*AVAILABLE RECORDS*.

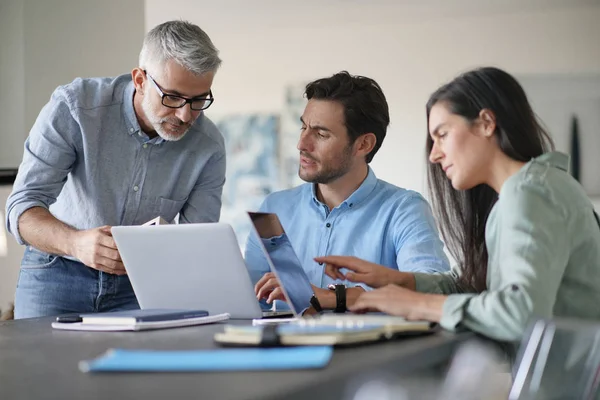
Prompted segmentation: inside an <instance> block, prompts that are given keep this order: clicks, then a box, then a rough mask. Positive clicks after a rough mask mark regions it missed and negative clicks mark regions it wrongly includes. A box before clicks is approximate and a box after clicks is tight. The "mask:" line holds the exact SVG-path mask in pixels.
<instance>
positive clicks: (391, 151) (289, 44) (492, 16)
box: [146, 0, 600, 190]
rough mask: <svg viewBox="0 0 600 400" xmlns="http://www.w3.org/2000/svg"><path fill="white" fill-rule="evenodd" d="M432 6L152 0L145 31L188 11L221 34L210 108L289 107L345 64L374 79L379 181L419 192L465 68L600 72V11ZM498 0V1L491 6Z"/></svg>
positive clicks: (468, 4)
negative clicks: (383, 123)
mask: <svg viewBox="0 0 600 400" xmlns="http://www.w3.org/2000/svg"><path fill="white" fill-rule="evenodd" d="M423 3H426V4H429V6H428V7H419V4H420V2H412V1H395V2H394V1H384V0H374V1H369V2H353V1H334V0H332V1H329V2H322V1H316V0H305V1H301V2H290V1H273V0H254V1H252V2H246V1H239V0H220V1H216V2H215V1H213V2H208V1H202V2H200V1H193V0H171V1H169V2H168V3H167V2H164V1H161V0H146V29H150V28H151V27H153V26H155V25H156V24H158V23H161V22H163V21H166V20H169V19H173V18H184V19H187V20H190V21H192V22H194V23H197V24H199V25H200V26H201V27H202V28H203V29H205V30H206V32H207V33H208V34H209V35H210V36H211V38H212V39H213V41H214V43H215V45H216V46H217V47H218V48H219V49H220V50H221V55H222V58H223V60H224V62H223V67H222V69H221V71H220V72H219V74H218V75H217V78H216V80H215V84H214V90H213V91H214V94H215V98H216V99H217V101H216V102H215V105H214V107H212V108H211V109H210V110H209V111H210V113H209V115H211V113H212V114H213V115H216V114H228V113H235V112H252V111H266V112H270V111H274V110H275V111H276V110H279V109H280V108H281V107H282V103H283V87H284V85H286V84H290V83H295V82H299V81H300V82H301V81H306V80H312V79H315V78H319V77H322V76H326V75H330V74H332V73H335V72H337V71H339V70H342V69H347V70H349V71H350V72H351V73H354V74H362V75H367V76H370V77H372V78H374V79H376V80H377V81H378V82H379V83H380V84H381V86H382V87H383V90H384V92H385V94H386V96H387V98H388V102H389V105H390V110H391V120H392V123H391V126H390V129H389V131H388V137H387V138H386V140H385V143H384V144H383V147H382V149H381V150H380V152H379V153H378V154H377V156H376V157H375V159H374V161H373V167H374V169H375V171H376V173H377V175H378V176H379V177H380V178H383V179H385V180H388V181H390V182H392V183H394V184H397V185H400V186H404V187H408V188H413V189H417V190H422V189H423V188H424V182H425V177H424V171H425V158H424V141H425V134H426V132H425V126H426V125H425V117H424V105H425V103H426V101H427V98H428V96H429V94H430V93H431V92H432V91H433V90H435V89H436V88H437V87H438V86H439V85H440V84H442V83H444V82H445V81H446V80H448V79H450V78H452V77H453V76H454V75H456V74H457V73H459V72H461V71H464V70H466V69H469V68H472V67H475V66H481V65H486V64H493V65H496V66H499V67H501V68H505V69H507V70H508V71H510V72H511V73H513V74H516V75H521V74H562V73H568V74H578V73H596V74H600V45H599V44H598V43H599V42H600V24H598V21H599V20H600V7H599V6H589V5H585V4H584V5H583V6H579V7H571V8H565V7H563V6H564V4H569V3H570V4H573V3H576V1H574V0H573V1H571V2H558V1H554V2H537V1H536V2H533V3H536V6H537V7H538V9H539V11H536V9H535V8H534V7H531V5H532V4H533V3H532V2H531V0H527V1H521V2H506V4H509V5H510V7H504V8H503V7H502V4H503V2H501V1H497V2H479V1H477V2H475V1H470V2H469V1H462V2H458V3H457V2H431V1H428V2H423ZM431 3H437V4H438V5H439V7H433V8H432V7H431ZM446 3H448V4H446ZM490 3H495V8H489V7H488V8H486V4H490ZM528 3H530V4H529V5H530V6H527V4H528ZM584 3H585V2H584ZM596 3H597V2H596ZM454 4H463V5H464V6H465V7H464V8H462V9H461V7H460V6H454ZM553 4H554V5H556V6H553V7H550V8H547V9H545V8H544V5H553ZM521 5H523V7H521ZM521 8H524V9H525V10H526V11H524V12H523V11H519V10H520V9H521ZM443 15H446V16H443Z"/></svg>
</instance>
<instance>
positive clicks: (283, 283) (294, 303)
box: [248, 212, 314, 316]
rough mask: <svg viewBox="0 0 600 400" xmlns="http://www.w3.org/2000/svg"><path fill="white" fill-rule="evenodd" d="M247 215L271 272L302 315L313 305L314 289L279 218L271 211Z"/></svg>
mask: <svg viewBox="0 0 600 400" xmlns="http://www.w3.org/2000/svg"><path fill="white" fill-rule="evenodd" d="M248 215H249V216H250V220H251V221H252V225H253V226H254V234H255V235H257V236H256V239H257V241H258V243H259V244H260V246H261V247H262V249H263V253H264V255H265V258H266V260H267V262H268V264H269V266H270V267H271V271H273V273H275V276H276V277H277V279H278V280H279V284H280V285H281V289H282V290H283V293H284V294H285V296H286V298H287V299H288V300H289V301H288V304H289V305H290V307H291V308H292V311H294V313H295V314H296V315H298V316H299V315H301V314H302V312H303V311H304V310H306V309H307V308H308V307H309V306H310V299H311V297H312V296H313V294H314V292H313V289H312V286H311V284H310V280H309V279H308V276H307V275H306V272H304V269H303V268H302V264H301V263H300V260H299V259H298V256H297V255H296V252H295V251H294V249H293V248H292V243H291V242H290V240H289V238H288V236H287V235H286V233H285V231H284V229H283V226H282V225H281V223H280V222H279V217H277V215H276V214H271V213H255V212H249V213H248Z"/></svg>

*WHAT TO WORK ON*.
From the listing, reproduce every line where the word "instance" is present.

*SOLUTION FOR THIS EXERCISE*.
Prompted segmentation: inside an <instance> block, prompts that are given keep this order: clicks, then a box, then a rough mask. Positive clicks after a rough mask mark regions it missed and negative clicks mark regions it wrongly includes. A box before clicks is approximate and a box after clicks is tight. The "mask:" line holds the exact SVG-path mask in pixels.
<instance>
</instance>
<instance>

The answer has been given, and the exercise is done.